Convert every line of the rows below into a JSON list of strings, one string per line, skipping blank lines and leaving out the pictures.

# START OF Records supplied

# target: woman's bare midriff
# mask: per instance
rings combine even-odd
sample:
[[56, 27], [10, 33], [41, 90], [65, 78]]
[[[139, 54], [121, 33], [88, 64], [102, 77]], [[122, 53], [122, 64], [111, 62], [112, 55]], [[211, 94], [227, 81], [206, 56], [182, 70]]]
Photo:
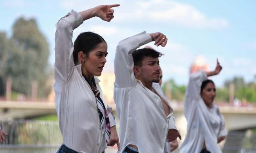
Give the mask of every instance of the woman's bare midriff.
[[138, 147], [137, 147], [137, 146], [135, 146], [135, 145], [129, 144], [129, 146], [135, 149], [138, 150]]

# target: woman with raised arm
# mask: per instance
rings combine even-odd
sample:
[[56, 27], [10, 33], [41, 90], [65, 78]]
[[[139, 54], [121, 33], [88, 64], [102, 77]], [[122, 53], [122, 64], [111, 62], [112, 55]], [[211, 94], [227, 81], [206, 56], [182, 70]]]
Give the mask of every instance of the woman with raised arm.
[[115, 122], [96, 76], [101, 74], [107, 61], [107, 45], [100, 35], [80, 33], [74, 45], [73, 31], [83, 21], [98, 17], [109, 22], [111, 8], [100, 5], [77, 13], [72, 10], [56, 24], [55, 83], [56, 110], [63, 144], [58, 153], [104, 153], [119, 138]]
[[218, 143], [227, 132], [223, 116], [214, 103], [214, 83], [208, 76], [218, 74], [222, 67], [218, 59], [215, 70], [191, 74], [186, 91], [184, 114], [187, 133], [180, 153], [221, 153]]

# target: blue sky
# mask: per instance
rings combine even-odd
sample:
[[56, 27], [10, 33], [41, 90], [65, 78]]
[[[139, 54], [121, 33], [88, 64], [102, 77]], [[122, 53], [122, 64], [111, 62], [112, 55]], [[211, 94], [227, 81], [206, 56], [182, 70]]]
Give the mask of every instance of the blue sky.
[[[80, 11], [106, 1], [2, 0], [0, 31], [11, 35], [15, 20], [23, 16], [36, 19], [49, 43], [49, 63], [54, 63], [55, 24], [71, 9]], [[108, 1], [109, 2], [109, 1]], [[108, 43], [104, 71], [113, 71], [115, 48], [120, 40], [146, 31], [160, 32], [168, 38], [165, 48], [149, 45], [165, 55], [160, 59], [164, 81], [173, 78], [186, 84], [194, 58], [203, 55], [210, 70], [218, 58], [223, 69], [212, 78], [218, 86], [235, 76], [252, 81], [256, 74], [256, 1], [254, 0], [112, 0], [120, 4], [110, 22], [94, 18], [74, 31], [74, 40], [81, 32], [101, 35]]]

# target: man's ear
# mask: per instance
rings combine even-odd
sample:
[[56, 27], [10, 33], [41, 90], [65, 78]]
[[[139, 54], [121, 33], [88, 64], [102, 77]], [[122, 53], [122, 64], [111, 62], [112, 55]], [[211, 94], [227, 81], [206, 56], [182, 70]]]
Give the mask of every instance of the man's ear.
[[134, 66], [134, 72], [136, 76], [139, 76], [140, 75], [140, 69], [138, 66]]
[[78, 52], [78, 60], [81, 61], [82, 60], [85, 58], [85, 55], [82, 51], [80, 51]]

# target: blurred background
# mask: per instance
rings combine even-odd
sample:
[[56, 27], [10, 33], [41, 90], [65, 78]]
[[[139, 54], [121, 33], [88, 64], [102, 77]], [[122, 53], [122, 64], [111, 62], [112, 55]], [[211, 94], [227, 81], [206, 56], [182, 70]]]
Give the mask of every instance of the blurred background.
[[[160, 58], [163, 89], [183, 140], [183, 101], [189, 74], [214, 70], [218, 58], [223, 68], [211, 79], [229, 131], [220, 146], [226, 153], [256, 152], [255, 1], [4, 0], [0, 1], [0, 126], [9, 135], [0, 143], [0, 152], [57, 151], [62, 138], [51, 87], [55, 24], [72, 9], [79, 12], [112, 4], [120, 6], [114, 8], [111, 22], [96, 17], [86, 21], [74, 31], [73, 40], [90, 31], [108, 44], [107, 61], [99, 79], [114, 114], [113, 60], [118, 42], [144, 31], [160, 32], [168, 38], [166, 47], [147, 45], [165, 54]], [[116, 151], [114, 146], [106, 152]]]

# END OF Records supplied

| Result below |
[
  "# target: woman's bare midriff",
  "# mask: per instance",
  "rings combine even-odd",
  "sample:",
  "[[56, 27], [10, 33], [41, 90], [65, 78]]",
  "[[[139, 54], [121, 33], [88, 64], [102, 77]], [[122, 53], [122, 64], [111, 62], [112, 55]], [[211, 94], [227, 81], [206, 56], [182, 70]]]",
  "Photo:",
  "Give the mask of every instance of the woman's bare midriff.",
  "[[138, 147], [137, 147], [137, 146], [135, 146], [135, 145], [129, 144], [129, 146], [135, 149], [138, 150]]",
  "# target: woman with raised arm",
  "# mask: per instance",
  "rings combine even-odd",
  "sample:",
  "[[56, 27], [10, 33], [41, 90], [65, 78]]",
  "[[[139, 54], [121, 33], [88, 64], [102, 77]], [[122, 53], [122, 64], [111, 62], [112, 55]], [[211, 94], [227, 81], [206, 56], [182, 70]]]",
  "Give the mask of every instance of the woman with raised arm.",
  "[[115, 122], [96, 76], [101, 74], [107, 61], [107, 45], [100, 35], [80, 33], [74, 45], [73, 31], [83, 21], [98, 17], [109, 22], [111, 8], [100, 5], [77, 13], [72, 10], [56, 24], [55, 83], [56, 110], [63, 144], [58, 153], [104, 153], [119, 138]]",
  "[[218, 143], [227, 132], [223, 116], [214, 103], [214, 83], [208, 76], [218, 74], [222, 67], [218, 59], [215, 70], [191, 74], [186, 91], [184, 114], [187, 133], [180, 153], [221, 153]]",
  "# target: blue sky",
  "# mask: per instance",
  "rings combine even-odd",
  "sample:",
  "[[56, 27], [10, 33], [41, 90], [65, 78]]",
  "[[[139, 54], [121, 33], [88, 64], [102, 77]], [[122, 53], [122, 64], [111, 62], [112, 55]], [[211, 94], [227, 81], [206, 56], [182, 70]]]",
  "Give the mask of every instance of the blue sky.",
  "[[[80, 11], [106, 1], [2, 0], [0, 31], [11, 35], [15, 20], [23, 16], [36, 19], [49, 43], [49, 63], [54, 63], [55, 24], [71, 9]], [[108, 1], [109, 2], [109, 1]], [[108, 43], [104, 71], [113, 71], [115, 48], [120, 40], [146, 31], [160, 32], [168, 38], [165, 48], [149, 45], [165, 55], [160, 59], [164, 81], [173, 78], [186, 84], [194, 58], [203, 55], [210, 70], [218, 58], [223, 69], [212, 78], [218, 86], [235, 76], [252, 81], [256, 74], [256, 1], [254, 0], [112, 0], [120, 4], [110, 22], [94, 18], [74, 31], [74, 40], [81, 32], [101, 35]]]",
  "# target: man's ear",
  "# mask: per instance",
  "rings combine even-odd",
  "sample:",
  "[[56, 27], [10, 33], [41, 90], [65, 78]]",
  "[[[139, 54], [121, 33], [88, 64], [102, 77]], [[122, 53], [122, 64], [111, 62], [112, 55]], [[211, 94], [227, 81], [206, 56], [182, 70]]]",
  "Give the mask of every instance of the man's ear.",
  "[[134, 66], [134, 72], [136, 76], [139, 76], [140, 75], [140, 69], [138, 66]]",
  "[[78, 52], [78, 60], [81, 61], [82, 60], [85, 58], [85, 55], [82, 51], [80, 51]]",
  "# target: blurred background",
  "# mask: per instance",
  "rings combine even-odd",
  "sample:",
  "[[56, 27], [10, 33], [41, 90], [65, 78]]",
  "[[[139, 54], [121, 33], [88, 64], [102, 77]], [[122, 53], [122, 64], [111, 62], [112, 55]], [[211, 94], [227, 81], [206, 56], [182, 70]]]",
  "Give the mask of every instance of the blurred background.",
  "[[[160, 58], [163, 89], [183, 140], [183, 101], [189, 74], [214, 70], [218, 58], [223, 68], [211, 79], [229, 131], [220, 146], [226, 153], [256, 152], [255, 1], [4, 0], [0, 1], [0, 126], [9, 135], [0, 143], [0, 152], [57, 151], [62, 138], [51, 87], [55, 24], [72, 9], [79, 12], [112, 4], [120, 6], [114, 8], [111, 22], [96, 17], [86, 21], [74, 31], [73, 40], [90, 31], [108, 44], [107, 61], [99, 79], [114, 114], [113, 60], [118, 42], [144, 31], [160, 32], [168, 38], [166, 47], [147, 45], [165, 54]], [[116, 151], [114, 146], [106, 152]]]"
]